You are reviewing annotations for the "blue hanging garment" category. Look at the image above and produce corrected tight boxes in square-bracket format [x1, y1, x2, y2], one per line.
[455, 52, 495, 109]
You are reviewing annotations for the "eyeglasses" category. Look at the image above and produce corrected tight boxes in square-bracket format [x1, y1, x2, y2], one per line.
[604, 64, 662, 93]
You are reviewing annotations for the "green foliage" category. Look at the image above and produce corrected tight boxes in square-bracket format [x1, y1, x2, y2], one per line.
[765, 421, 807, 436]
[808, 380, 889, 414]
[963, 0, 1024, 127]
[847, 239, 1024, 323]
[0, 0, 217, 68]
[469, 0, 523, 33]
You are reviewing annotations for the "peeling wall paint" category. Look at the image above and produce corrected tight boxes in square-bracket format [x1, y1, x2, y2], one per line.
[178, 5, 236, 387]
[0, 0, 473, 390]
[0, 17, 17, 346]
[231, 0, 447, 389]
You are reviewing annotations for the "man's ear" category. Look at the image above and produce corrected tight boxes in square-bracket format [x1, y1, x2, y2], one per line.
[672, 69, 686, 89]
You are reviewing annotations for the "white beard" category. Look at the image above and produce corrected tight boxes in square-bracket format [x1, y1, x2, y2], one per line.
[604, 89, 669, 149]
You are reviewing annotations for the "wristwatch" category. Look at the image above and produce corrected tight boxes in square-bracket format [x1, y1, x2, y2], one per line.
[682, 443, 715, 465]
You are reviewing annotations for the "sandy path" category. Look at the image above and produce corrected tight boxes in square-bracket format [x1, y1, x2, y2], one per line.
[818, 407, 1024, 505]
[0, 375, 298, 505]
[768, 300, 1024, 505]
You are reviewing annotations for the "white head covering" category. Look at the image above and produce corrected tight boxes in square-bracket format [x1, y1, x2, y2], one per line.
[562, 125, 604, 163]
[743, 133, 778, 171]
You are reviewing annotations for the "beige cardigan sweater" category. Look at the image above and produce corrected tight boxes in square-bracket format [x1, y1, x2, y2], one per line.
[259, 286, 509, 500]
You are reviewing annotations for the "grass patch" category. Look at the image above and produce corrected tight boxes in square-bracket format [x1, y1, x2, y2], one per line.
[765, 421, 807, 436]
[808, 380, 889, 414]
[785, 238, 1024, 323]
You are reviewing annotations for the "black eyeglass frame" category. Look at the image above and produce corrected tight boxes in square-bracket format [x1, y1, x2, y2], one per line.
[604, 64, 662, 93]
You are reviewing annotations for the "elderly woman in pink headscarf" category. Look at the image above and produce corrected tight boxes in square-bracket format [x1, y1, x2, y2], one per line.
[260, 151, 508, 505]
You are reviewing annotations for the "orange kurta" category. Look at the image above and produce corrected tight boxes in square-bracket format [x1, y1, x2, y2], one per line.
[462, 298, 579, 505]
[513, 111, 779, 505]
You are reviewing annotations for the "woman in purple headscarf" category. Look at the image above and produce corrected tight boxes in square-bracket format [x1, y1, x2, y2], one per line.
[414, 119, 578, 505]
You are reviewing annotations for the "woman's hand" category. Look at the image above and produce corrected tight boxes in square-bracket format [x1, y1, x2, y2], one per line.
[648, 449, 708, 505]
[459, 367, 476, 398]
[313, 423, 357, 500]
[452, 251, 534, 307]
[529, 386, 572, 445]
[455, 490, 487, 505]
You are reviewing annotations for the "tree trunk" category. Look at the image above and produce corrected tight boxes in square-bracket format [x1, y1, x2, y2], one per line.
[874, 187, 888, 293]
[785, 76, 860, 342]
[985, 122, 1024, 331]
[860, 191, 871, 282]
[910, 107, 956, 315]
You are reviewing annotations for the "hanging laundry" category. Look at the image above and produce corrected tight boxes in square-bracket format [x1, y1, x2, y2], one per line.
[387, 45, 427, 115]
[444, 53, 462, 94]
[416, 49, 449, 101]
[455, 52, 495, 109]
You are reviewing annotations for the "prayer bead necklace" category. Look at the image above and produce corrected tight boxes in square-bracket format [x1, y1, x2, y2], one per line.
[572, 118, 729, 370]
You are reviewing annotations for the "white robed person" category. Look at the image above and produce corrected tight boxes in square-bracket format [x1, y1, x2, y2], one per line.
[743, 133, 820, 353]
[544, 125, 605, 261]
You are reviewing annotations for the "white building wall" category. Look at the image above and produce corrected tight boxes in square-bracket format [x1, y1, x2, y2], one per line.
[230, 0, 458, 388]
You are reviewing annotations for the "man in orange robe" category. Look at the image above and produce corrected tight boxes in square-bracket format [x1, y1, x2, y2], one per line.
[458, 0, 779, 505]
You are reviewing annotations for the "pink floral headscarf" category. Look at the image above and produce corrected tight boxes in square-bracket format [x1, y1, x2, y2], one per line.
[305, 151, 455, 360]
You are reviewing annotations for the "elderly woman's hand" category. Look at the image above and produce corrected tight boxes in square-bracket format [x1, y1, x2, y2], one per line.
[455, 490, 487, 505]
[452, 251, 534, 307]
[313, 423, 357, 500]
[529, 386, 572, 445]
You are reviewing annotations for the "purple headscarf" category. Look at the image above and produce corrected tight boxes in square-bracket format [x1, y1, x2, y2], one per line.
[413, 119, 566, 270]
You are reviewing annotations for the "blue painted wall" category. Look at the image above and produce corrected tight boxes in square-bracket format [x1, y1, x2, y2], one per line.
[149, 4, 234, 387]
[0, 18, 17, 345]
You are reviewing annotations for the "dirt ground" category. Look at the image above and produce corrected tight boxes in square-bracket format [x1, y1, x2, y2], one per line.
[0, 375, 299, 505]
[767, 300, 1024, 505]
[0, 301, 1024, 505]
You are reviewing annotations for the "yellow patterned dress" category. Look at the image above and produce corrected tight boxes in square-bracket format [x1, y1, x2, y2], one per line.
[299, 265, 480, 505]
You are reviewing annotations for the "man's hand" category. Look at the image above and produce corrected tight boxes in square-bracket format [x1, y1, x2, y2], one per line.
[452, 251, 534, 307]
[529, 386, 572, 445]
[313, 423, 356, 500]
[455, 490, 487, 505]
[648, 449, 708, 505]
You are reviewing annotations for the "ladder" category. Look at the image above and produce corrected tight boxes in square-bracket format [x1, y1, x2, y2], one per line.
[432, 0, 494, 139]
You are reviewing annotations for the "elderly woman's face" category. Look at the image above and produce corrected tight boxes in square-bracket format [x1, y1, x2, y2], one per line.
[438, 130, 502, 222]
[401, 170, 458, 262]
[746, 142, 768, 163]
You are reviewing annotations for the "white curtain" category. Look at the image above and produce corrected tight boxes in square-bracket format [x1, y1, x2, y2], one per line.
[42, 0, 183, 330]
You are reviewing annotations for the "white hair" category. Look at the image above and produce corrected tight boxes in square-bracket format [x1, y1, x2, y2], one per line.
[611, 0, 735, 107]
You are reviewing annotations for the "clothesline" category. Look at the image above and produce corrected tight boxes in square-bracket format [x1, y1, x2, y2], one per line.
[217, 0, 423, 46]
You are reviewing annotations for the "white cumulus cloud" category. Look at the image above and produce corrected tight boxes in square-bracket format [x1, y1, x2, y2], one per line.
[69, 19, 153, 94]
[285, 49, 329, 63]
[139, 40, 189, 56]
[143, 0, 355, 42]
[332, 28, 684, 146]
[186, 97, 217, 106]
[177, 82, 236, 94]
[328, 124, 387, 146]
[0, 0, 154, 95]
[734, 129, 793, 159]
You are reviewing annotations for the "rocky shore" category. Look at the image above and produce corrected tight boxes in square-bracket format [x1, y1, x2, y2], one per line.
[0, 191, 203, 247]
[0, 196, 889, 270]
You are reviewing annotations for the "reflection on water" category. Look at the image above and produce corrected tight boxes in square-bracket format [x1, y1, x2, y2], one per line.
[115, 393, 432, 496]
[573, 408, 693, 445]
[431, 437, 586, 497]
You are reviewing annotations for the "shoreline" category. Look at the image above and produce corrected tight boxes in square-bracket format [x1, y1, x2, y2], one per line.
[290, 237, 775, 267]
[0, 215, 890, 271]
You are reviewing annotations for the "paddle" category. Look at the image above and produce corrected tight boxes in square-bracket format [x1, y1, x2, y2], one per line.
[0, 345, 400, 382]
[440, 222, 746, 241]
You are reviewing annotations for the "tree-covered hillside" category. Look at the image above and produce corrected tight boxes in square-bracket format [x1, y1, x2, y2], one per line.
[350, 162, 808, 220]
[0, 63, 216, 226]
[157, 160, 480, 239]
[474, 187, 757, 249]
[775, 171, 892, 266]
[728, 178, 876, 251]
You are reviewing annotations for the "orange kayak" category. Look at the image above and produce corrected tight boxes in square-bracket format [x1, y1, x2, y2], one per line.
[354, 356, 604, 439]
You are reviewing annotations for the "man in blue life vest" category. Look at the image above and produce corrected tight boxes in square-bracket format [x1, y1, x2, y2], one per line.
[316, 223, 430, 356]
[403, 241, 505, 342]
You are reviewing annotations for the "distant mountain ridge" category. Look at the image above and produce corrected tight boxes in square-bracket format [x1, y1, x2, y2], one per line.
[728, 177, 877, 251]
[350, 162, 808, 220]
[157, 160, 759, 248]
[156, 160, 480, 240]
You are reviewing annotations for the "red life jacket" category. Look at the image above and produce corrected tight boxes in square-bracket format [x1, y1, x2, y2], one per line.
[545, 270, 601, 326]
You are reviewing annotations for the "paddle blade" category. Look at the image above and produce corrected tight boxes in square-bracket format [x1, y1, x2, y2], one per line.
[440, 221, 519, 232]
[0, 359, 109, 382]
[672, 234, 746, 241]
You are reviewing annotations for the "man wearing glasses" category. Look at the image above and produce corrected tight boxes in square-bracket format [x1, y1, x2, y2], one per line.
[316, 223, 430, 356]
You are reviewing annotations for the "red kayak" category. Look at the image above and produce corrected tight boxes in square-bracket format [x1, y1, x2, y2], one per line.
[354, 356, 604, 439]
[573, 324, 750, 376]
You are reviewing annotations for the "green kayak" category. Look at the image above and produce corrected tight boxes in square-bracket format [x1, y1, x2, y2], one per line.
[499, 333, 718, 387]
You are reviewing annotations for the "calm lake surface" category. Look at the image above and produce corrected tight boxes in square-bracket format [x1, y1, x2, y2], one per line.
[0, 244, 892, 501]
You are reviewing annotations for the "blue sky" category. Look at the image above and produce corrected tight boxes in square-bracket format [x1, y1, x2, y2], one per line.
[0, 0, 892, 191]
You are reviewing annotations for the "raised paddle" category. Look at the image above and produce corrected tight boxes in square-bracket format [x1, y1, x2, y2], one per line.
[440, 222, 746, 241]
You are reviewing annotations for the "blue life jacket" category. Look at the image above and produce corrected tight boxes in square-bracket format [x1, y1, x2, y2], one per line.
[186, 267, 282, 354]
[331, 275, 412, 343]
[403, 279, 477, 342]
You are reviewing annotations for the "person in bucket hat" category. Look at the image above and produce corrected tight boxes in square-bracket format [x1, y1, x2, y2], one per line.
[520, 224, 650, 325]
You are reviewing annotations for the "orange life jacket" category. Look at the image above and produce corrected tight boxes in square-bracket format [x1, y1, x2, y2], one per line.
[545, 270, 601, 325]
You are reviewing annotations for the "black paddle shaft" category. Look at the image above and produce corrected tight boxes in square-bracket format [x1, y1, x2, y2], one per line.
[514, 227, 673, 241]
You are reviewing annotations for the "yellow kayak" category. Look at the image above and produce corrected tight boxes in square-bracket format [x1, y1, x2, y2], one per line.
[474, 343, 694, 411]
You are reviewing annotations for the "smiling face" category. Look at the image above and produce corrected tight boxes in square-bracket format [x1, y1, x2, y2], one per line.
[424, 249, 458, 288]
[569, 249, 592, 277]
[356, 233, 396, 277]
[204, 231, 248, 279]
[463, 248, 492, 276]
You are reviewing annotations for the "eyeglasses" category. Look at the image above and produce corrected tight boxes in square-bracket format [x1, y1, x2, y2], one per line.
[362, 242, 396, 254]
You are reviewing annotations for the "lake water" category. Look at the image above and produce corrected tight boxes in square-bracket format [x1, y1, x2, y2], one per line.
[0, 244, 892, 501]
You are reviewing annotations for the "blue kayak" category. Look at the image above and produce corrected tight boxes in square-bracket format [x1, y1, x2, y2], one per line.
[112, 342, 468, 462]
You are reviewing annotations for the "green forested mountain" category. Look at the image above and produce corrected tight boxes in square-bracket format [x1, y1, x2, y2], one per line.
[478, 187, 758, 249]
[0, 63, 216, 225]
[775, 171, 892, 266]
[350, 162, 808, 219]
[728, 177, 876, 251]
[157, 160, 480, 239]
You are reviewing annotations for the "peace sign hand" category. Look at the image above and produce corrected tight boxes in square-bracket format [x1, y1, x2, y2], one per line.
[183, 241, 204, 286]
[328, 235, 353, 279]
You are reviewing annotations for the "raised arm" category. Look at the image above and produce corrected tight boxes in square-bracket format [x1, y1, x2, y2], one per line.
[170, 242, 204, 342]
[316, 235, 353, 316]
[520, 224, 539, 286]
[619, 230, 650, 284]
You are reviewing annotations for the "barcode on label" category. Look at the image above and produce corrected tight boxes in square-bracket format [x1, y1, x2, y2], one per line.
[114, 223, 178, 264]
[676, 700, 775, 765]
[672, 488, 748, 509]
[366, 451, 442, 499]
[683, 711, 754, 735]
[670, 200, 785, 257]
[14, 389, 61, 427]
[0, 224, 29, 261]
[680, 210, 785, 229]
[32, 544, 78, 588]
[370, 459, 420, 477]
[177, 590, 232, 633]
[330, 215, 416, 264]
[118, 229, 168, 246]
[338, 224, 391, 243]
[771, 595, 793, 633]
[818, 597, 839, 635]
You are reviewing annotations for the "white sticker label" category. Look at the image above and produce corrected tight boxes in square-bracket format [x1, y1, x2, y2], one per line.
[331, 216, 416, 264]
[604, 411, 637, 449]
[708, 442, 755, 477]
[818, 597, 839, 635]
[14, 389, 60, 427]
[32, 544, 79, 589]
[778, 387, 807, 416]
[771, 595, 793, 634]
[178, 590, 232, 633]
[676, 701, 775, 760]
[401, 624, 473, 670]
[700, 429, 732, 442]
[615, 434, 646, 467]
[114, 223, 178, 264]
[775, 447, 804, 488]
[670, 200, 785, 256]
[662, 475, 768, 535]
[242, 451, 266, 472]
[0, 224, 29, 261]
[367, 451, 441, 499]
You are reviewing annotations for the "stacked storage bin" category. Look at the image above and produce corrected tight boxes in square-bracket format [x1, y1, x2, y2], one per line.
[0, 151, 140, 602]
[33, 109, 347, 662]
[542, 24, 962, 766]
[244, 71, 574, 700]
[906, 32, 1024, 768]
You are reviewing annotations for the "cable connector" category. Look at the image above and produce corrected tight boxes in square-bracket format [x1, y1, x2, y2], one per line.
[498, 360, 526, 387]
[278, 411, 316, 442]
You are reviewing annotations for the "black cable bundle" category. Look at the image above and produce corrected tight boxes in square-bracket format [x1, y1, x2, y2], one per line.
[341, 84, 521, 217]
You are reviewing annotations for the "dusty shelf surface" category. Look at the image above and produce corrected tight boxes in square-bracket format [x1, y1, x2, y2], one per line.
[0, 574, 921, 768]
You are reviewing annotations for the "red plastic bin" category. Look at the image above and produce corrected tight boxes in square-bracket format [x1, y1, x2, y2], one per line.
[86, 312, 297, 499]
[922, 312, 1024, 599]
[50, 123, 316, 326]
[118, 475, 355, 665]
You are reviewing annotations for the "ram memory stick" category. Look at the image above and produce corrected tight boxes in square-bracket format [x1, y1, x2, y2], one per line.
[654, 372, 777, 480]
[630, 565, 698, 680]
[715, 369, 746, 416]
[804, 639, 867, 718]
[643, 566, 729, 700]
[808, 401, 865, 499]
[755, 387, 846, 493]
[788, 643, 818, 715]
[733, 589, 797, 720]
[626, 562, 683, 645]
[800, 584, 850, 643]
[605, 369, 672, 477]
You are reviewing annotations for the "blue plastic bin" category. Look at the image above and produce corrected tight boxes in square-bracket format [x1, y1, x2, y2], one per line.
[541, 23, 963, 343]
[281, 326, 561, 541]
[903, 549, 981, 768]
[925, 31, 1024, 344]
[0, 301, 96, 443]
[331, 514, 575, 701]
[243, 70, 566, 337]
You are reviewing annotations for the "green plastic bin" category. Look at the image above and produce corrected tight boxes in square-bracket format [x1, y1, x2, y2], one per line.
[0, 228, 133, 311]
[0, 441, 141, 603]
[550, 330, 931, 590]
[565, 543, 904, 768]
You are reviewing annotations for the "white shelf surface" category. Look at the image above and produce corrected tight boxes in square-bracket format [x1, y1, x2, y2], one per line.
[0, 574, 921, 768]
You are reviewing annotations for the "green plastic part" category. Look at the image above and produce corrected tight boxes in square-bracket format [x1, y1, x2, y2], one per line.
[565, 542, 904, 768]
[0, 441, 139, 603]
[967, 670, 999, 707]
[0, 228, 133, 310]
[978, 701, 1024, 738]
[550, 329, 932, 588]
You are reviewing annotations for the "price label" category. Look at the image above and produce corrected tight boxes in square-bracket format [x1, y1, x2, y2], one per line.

- - - -

Copy the entries word for word, starting with the very first line and ending with the line that contains "[768, 300, 1024, 505]", including both of those lines.

SOLVED PROBLEM>
You are reviewing annotations for the "blue hanging garment" category. Look at the image above and produce corrected tight boxes in square-bracket format [x1, y1, x2, y2], one per line.
[455, 52, 495, 109]
You are reviewing annotations for the "eyeglasses" category. Look at the image above and produce corrected tight boxes in square-bracket format [x1, y1, x2, y2], one per line.
[604, 64, 662, 93]
You are reviewing annotations for the "green foliage" category. Look at the image above and produce corrected tight boxes in square-bracket format [x1, y1, x2, y2], one per line.
[765, 421, 807, 436]
[808, 380, 889, 414]
[963, 0, 1024, 127]
[847, 239, 1024, 323]
[0, 0, 217, 68]
[469, 0, 523, 33]
You are reviewing annotations for the "peeling wall paint" category. Look at the image above and produce corrected tight boxes in square-bracket format [x1, y1, x2, y2], one per line.
[178, 5, 236, 387]
[0, 0, 473, 390]
[0, 17, 17, 346]
[231, 0, 447, 389]
You are reviewing annotations for the "man's ear" category. Look at the image above and produce corrected tight boxes in square-bracket format [x1, y1, x2, y2], one per line.
[672, 69, 686, 89]
You are reviewing annotations for the "white beard" category. Look at the image above and produce corrected tight boxes in square-bracket format [x1, y1, x2, y2], one per line.
[604, 89, 669, 149]
You are reviewing annotations for the "wristwatch" category. Look at the image above and produce corrected tight boxes in square-bracket format [x1, y1, x2, y2], one per line.
[682, 443, 715, 465]
You are reviewing annotations for the "sandy path" category. Look at the image above and produce corrected tight boxes in square-bracket format [x1, y1, x2, y2], one per line.
[818, 407, 1024, 505]
[0, 375, 298, 505]
[768, 300, 1024, 505]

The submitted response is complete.